◆ Data supplied ◆
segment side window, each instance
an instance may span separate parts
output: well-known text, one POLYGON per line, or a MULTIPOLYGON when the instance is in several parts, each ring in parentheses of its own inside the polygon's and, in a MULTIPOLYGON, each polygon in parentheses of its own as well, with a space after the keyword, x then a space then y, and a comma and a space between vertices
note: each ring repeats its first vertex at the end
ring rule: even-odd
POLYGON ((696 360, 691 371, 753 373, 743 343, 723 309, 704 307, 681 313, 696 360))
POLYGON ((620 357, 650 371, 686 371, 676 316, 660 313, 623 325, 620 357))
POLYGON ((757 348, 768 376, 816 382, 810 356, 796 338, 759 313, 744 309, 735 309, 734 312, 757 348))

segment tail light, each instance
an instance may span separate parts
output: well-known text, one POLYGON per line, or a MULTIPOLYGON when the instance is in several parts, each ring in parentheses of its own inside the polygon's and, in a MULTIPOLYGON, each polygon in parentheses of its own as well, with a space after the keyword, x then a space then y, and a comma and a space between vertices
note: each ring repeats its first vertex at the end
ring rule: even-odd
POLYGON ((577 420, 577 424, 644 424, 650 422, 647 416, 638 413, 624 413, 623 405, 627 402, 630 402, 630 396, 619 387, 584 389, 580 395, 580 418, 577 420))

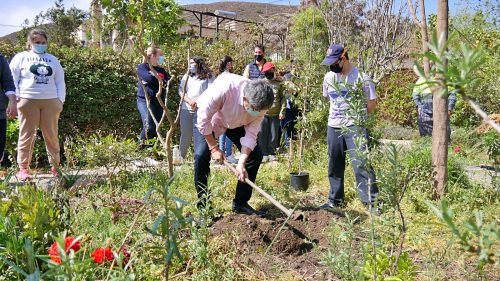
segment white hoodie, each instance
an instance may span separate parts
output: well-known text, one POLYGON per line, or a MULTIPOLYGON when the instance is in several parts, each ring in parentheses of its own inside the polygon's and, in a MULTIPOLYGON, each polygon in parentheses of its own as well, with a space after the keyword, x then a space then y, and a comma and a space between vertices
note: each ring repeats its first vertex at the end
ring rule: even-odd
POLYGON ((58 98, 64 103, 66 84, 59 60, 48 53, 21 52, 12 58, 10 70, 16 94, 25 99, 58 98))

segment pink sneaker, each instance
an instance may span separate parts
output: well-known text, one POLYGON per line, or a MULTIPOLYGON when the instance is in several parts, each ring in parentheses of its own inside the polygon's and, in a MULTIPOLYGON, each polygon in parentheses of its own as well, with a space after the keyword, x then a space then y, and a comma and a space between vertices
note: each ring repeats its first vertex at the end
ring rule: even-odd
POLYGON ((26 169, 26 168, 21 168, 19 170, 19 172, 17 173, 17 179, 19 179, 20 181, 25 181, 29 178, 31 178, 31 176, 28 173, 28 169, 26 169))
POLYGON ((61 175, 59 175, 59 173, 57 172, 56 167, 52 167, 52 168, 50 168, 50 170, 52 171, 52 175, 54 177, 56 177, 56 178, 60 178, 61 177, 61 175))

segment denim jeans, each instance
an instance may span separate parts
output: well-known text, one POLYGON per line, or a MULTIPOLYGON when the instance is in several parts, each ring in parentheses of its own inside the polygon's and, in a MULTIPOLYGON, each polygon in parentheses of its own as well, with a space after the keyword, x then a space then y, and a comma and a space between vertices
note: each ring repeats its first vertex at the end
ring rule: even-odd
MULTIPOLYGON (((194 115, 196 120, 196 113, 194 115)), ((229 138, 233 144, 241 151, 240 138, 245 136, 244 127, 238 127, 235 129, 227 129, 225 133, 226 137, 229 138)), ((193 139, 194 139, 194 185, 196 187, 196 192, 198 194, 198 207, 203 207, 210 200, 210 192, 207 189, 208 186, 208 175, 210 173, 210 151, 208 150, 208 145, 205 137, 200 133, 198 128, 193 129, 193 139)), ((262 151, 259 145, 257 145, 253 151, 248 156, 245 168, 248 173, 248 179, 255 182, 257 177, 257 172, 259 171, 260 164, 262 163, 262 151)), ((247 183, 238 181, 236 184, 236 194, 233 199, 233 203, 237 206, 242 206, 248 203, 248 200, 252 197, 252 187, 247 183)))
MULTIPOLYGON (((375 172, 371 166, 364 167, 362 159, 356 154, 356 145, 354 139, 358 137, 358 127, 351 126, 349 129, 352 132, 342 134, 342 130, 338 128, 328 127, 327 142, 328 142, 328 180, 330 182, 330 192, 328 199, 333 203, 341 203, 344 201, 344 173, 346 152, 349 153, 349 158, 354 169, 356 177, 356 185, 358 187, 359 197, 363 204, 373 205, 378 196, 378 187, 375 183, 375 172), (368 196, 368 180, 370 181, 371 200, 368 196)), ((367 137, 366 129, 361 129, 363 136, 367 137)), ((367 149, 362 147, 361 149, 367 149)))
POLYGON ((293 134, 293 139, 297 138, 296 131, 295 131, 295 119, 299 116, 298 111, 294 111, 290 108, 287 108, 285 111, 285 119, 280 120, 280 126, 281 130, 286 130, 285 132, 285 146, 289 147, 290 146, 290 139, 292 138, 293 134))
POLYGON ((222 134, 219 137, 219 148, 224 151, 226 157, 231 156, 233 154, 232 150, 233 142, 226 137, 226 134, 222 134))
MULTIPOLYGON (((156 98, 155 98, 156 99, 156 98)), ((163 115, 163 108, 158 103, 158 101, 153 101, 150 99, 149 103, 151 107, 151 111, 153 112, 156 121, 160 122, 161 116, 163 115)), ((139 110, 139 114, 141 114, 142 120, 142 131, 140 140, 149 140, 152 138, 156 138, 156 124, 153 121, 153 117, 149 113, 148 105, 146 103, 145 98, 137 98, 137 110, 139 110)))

* * *

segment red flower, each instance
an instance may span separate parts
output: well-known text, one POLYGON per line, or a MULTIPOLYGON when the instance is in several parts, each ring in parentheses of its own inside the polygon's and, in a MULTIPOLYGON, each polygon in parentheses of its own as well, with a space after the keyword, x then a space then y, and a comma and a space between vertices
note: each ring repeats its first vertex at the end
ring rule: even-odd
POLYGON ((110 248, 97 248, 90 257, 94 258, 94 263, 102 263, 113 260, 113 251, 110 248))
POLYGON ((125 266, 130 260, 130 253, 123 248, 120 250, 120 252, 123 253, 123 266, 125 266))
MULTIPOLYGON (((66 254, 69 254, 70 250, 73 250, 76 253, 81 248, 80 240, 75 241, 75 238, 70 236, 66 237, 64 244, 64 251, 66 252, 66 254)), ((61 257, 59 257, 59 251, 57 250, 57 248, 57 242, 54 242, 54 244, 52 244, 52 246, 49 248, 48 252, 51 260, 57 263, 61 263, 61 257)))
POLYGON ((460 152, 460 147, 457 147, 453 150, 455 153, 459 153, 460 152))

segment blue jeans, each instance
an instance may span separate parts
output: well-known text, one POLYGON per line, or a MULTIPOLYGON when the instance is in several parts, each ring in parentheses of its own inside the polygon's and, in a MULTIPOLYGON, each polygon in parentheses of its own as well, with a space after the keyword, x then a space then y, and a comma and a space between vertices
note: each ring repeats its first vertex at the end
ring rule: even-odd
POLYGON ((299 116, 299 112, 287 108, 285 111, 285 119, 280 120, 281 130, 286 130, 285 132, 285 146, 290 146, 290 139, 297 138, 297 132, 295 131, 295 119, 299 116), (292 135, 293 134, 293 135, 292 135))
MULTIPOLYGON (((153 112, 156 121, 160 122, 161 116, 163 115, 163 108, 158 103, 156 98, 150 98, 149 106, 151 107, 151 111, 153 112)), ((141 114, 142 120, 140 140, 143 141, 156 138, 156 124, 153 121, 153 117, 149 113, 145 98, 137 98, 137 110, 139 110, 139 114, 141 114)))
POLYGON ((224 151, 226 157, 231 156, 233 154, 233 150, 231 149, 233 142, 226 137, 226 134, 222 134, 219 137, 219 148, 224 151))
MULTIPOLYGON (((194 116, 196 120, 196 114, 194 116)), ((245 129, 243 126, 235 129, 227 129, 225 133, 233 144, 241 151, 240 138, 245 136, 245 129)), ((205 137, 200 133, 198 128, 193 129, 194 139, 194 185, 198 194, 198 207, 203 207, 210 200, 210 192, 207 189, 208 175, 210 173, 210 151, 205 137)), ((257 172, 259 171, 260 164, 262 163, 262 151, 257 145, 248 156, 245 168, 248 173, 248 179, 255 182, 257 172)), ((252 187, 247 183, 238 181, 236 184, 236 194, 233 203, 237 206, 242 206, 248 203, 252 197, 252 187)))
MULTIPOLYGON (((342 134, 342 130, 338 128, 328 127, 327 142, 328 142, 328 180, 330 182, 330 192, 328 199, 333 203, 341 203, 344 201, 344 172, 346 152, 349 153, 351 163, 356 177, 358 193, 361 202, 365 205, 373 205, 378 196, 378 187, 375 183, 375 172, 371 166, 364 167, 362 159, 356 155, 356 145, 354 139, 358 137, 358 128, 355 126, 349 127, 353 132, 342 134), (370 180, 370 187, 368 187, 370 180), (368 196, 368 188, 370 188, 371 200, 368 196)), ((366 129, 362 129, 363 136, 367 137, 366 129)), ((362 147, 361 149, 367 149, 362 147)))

◆ Required work ◆
Which of the lines in the data hold the string "segment"? Report each of them by copying it.

◆ Result of this task ◆
segment side window, each instance
segment tail light, each instance
segment white hoodie, each instance
segment pink sneaker, each instance
segment denim jeans, each instance
segment red flower, each instance
segment blue jeans, each instance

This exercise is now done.